Point-based annotation data:
┄┄┄┄┄┄┄┄┄┄┄┄┄┄┄┄┄┄┄┄

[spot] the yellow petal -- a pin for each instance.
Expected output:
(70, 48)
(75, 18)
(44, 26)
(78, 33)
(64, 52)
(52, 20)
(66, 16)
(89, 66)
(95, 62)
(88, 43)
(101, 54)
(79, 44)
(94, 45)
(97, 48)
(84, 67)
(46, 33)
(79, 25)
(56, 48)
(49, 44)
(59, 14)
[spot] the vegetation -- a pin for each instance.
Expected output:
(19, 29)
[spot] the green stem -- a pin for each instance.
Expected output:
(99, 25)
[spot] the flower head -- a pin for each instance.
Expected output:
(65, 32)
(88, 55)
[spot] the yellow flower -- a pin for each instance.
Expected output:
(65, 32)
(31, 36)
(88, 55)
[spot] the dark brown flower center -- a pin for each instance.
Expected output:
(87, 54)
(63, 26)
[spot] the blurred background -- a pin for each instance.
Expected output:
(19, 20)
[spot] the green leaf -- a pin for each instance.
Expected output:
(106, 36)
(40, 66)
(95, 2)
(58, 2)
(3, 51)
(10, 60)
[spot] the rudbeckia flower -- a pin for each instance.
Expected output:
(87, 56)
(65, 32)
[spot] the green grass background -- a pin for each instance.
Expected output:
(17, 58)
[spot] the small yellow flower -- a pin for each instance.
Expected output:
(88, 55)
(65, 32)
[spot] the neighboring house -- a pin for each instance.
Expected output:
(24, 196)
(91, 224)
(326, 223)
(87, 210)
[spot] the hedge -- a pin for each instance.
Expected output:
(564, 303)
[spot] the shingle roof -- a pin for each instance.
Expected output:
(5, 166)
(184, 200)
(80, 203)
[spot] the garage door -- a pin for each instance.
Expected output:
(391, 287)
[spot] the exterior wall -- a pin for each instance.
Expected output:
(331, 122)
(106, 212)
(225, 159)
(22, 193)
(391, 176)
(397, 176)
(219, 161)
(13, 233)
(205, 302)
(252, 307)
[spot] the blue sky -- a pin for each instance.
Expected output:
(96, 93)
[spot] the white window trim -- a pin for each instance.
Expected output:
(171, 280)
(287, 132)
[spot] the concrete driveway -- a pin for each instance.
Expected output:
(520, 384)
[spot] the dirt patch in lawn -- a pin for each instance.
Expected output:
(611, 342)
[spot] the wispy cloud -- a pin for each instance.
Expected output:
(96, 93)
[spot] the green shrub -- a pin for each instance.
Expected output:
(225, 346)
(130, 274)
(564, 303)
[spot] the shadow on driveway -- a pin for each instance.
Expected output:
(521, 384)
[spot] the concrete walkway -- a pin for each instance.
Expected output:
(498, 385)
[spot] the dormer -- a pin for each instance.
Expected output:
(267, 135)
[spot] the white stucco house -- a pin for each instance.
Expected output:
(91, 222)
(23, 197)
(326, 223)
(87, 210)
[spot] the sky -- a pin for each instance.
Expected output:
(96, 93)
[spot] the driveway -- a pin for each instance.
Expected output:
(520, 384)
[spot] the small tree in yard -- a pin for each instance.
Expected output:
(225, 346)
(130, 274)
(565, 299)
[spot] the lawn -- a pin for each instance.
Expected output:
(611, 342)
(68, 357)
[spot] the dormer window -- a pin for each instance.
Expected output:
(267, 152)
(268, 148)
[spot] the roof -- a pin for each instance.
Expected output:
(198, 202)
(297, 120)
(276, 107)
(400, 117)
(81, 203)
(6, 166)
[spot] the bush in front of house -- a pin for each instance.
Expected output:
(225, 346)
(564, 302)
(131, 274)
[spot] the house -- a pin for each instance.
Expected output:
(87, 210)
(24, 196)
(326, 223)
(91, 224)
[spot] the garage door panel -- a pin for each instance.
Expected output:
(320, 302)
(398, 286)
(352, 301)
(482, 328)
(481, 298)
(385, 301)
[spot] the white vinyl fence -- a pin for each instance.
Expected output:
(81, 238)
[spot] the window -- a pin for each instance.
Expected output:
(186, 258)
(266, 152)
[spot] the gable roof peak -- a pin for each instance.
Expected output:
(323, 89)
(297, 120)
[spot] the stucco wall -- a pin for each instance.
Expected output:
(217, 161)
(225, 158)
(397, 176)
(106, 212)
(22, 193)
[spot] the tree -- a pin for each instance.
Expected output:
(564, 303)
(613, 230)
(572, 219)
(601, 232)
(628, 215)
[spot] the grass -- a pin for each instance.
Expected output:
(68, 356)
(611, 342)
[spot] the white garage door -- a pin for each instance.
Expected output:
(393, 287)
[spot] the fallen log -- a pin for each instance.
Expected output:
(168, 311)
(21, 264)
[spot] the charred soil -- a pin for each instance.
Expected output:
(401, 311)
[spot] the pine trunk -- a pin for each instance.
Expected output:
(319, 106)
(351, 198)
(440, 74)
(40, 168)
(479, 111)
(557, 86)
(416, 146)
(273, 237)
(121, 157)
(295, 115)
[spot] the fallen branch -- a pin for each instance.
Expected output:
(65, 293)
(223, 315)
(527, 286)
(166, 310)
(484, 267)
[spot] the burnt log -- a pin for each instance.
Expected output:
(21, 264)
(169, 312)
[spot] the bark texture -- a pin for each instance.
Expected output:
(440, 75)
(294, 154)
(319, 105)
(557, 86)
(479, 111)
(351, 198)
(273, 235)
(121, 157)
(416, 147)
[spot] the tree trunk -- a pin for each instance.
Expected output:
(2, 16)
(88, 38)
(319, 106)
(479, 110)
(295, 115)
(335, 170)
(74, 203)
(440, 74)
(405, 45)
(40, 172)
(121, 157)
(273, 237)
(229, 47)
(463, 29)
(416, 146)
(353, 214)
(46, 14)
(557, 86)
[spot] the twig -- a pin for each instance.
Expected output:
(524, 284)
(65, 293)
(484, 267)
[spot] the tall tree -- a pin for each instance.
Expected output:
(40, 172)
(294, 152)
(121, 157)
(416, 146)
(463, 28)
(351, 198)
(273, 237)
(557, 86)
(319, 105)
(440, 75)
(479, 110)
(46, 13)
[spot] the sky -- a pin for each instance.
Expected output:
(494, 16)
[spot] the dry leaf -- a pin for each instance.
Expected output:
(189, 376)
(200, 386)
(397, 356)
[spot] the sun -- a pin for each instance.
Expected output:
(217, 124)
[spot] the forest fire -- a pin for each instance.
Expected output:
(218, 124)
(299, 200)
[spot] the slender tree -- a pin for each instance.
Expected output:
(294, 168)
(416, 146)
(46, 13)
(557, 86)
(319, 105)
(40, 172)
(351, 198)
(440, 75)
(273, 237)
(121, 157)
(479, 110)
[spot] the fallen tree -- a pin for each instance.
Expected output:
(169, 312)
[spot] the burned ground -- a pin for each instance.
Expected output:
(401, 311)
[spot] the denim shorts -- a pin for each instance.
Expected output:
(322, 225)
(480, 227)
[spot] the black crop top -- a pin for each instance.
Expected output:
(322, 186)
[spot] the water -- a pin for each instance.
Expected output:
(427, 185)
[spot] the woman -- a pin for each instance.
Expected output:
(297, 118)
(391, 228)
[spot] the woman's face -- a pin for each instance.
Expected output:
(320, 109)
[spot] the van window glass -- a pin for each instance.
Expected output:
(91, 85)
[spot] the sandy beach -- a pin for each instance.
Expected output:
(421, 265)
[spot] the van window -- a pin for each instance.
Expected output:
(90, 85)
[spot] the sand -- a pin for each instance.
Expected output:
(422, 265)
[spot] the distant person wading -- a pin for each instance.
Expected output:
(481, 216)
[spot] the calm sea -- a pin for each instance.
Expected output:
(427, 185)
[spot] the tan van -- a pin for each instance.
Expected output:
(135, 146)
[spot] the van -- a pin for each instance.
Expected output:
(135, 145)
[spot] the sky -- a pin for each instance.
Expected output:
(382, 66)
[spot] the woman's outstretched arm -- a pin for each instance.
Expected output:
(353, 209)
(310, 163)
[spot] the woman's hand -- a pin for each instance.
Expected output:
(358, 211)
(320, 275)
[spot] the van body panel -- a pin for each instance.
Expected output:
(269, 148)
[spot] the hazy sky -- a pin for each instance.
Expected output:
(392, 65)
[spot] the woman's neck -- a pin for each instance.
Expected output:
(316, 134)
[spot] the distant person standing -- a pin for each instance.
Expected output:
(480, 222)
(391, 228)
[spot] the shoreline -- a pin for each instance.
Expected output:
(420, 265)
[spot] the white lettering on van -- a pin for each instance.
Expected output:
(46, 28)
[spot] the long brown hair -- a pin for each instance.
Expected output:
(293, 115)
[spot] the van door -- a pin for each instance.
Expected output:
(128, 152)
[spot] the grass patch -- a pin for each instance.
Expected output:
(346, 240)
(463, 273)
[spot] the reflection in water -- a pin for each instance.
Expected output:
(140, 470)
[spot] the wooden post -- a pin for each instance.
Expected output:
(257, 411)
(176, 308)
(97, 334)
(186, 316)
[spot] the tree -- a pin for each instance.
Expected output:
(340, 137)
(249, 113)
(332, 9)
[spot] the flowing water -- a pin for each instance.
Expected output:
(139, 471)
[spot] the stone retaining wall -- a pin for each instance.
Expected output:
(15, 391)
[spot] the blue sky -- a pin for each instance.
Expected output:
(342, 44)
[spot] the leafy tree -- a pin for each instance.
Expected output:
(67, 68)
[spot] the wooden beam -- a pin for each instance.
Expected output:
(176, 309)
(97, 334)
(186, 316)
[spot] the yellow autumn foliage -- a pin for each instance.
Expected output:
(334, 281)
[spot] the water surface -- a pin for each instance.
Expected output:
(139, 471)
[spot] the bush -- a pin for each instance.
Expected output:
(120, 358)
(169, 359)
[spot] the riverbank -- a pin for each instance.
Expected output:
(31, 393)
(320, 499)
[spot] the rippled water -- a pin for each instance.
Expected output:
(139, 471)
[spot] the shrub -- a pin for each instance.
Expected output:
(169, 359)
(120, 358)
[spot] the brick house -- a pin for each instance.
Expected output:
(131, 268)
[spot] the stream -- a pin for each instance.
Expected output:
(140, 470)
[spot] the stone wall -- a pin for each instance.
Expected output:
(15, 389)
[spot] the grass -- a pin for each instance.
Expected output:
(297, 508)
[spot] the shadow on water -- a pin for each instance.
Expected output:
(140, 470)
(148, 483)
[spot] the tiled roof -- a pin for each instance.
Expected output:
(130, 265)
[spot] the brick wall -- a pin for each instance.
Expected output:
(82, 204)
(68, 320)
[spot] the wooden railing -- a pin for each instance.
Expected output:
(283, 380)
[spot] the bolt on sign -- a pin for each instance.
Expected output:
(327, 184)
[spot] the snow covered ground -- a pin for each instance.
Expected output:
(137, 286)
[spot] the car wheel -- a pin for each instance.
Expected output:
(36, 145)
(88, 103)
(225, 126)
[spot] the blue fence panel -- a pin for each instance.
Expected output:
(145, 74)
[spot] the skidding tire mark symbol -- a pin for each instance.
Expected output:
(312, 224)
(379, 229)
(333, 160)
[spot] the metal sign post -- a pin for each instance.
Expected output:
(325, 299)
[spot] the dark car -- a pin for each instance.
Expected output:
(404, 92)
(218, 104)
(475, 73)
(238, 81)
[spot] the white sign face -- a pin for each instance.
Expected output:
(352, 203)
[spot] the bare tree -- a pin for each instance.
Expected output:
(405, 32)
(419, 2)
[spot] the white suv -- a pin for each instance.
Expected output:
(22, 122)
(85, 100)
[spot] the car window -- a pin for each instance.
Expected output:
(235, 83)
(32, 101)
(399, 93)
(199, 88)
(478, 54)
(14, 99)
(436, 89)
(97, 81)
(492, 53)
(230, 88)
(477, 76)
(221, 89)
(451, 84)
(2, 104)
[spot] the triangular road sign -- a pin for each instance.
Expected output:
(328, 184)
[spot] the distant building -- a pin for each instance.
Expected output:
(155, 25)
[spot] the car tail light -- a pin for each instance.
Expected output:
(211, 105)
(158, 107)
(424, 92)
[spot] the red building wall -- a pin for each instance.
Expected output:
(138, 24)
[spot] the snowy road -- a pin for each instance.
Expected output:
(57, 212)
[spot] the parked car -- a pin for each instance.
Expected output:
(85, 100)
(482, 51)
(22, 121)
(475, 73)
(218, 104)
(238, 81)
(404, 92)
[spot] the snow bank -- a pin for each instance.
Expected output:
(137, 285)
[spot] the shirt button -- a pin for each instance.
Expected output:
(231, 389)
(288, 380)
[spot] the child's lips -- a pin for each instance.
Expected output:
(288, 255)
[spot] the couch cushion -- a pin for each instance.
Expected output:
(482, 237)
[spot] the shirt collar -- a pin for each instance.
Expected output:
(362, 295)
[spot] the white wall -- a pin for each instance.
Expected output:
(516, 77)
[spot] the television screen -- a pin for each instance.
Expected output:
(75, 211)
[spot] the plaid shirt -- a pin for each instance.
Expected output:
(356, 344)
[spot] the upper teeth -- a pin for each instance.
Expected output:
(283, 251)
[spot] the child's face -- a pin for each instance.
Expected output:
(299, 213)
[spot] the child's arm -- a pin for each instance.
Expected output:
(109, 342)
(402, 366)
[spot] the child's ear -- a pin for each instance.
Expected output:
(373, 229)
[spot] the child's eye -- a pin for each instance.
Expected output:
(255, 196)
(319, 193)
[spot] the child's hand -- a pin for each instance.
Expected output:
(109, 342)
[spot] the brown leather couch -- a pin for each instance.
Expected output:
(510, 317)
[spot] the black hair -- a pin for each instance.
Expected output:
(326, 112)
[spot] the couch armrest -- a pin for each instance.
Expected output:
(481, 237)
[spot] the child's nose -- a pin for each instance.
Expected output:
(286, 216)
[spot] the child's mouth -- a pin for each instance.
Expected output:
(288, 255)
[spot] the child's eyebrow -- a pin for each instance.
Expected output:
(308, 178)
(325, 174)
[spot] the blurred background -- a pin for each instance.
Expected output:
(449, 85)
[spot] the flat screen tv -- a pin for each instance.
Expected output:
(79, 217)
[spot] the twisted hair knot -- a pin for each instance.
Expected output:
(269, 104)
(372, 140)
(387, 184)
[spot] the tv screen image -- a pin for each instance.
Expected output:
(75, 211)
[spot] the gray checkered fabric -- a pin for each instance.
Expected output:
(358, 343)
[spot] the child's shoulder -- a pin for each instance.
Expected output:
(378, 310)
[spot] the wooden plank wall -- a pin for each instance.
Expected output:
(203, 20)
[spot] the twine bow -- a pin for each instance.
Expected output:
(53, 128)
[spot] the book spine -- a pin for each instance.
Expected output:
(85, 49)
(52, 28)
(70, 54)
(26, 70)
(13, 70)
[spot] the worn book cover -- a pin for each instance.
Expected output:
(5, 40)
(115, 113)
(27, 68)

┄┄┄┄┄┄┄┄┄┄┄┄┄┄┄┄┄┄┄┄

## Goal of the exercise
Give back, exactly as written, the lines from the one with "[spot] the child's face" to the last line.

## Solution
[spot] the child's face -- a pin for each instance.
Expected output:
(299, 213)
[spot] the child's arm -- a pin for each instance.
Expected output:
(109, 342)
(402, 366)
[spot] the child's ear -- a pin for each instance.
Expected output:
(373, 229)
[spot] the child's eye -- a pin for each instance.
Expected output:
(255, 196)
(319, 193)
[spot] the child's hand -- a pin for each instance.
Expected output:
(109, 342)
[spot] the brown leather couch -- a pin for each instance.
Expected output:
(510, 317)
[spot] the black hair -- a pin for each instance.
Expected output:
(326, 112)
[spot] the couch armrest -- a pin for each instance.
Expected output:
(481, 237)
[spot] the child's nose -- a pin for each instance.
Expected output:
(286, 216)
[spot] the child's mouth -- a pin for each instance.
Expected output:
(288, 255)
[spot] the child's eyebrow -- a pin for each instance.
Expected output:
(308, 178)
(325, 174)
[spot] the blurred background -- a pin for each instance.
Expected output:
(449, 85)
[spot] the flat screen tv -- a pin for each instance.
Expected output:
(79, 217)
[spot] the twisted hair knot -- a pin for each instance.
Expected output:
(269, 104)
(372, 140)
(387, 184)
[spot] the tv screen image -- a pin for each instance.
Expected output:
(75, 211)
[spot] the gray checkered fabric -- a pin for each instance.
Expected output:
(358, 343)
[spot] the child's shoulder -- a pin for each instance.
Expected output:
(378, 310)
[spot] the wooden plank wall -- a pin for each instance.
Expected output:
(203, 20)
[spot] the twine bow -- a pin for each instance.
Expected output:
(53, 128)
[spot] the book spine -- a pin for each instance.
Expected output:
(85, 49)
(52, 28)
(70, 54)
(26, 70)
(13, 70)
[spot] the worn book cover -- a pin for each instance.
Expected output:
(5, 40)
(115, 113)
(27, 68)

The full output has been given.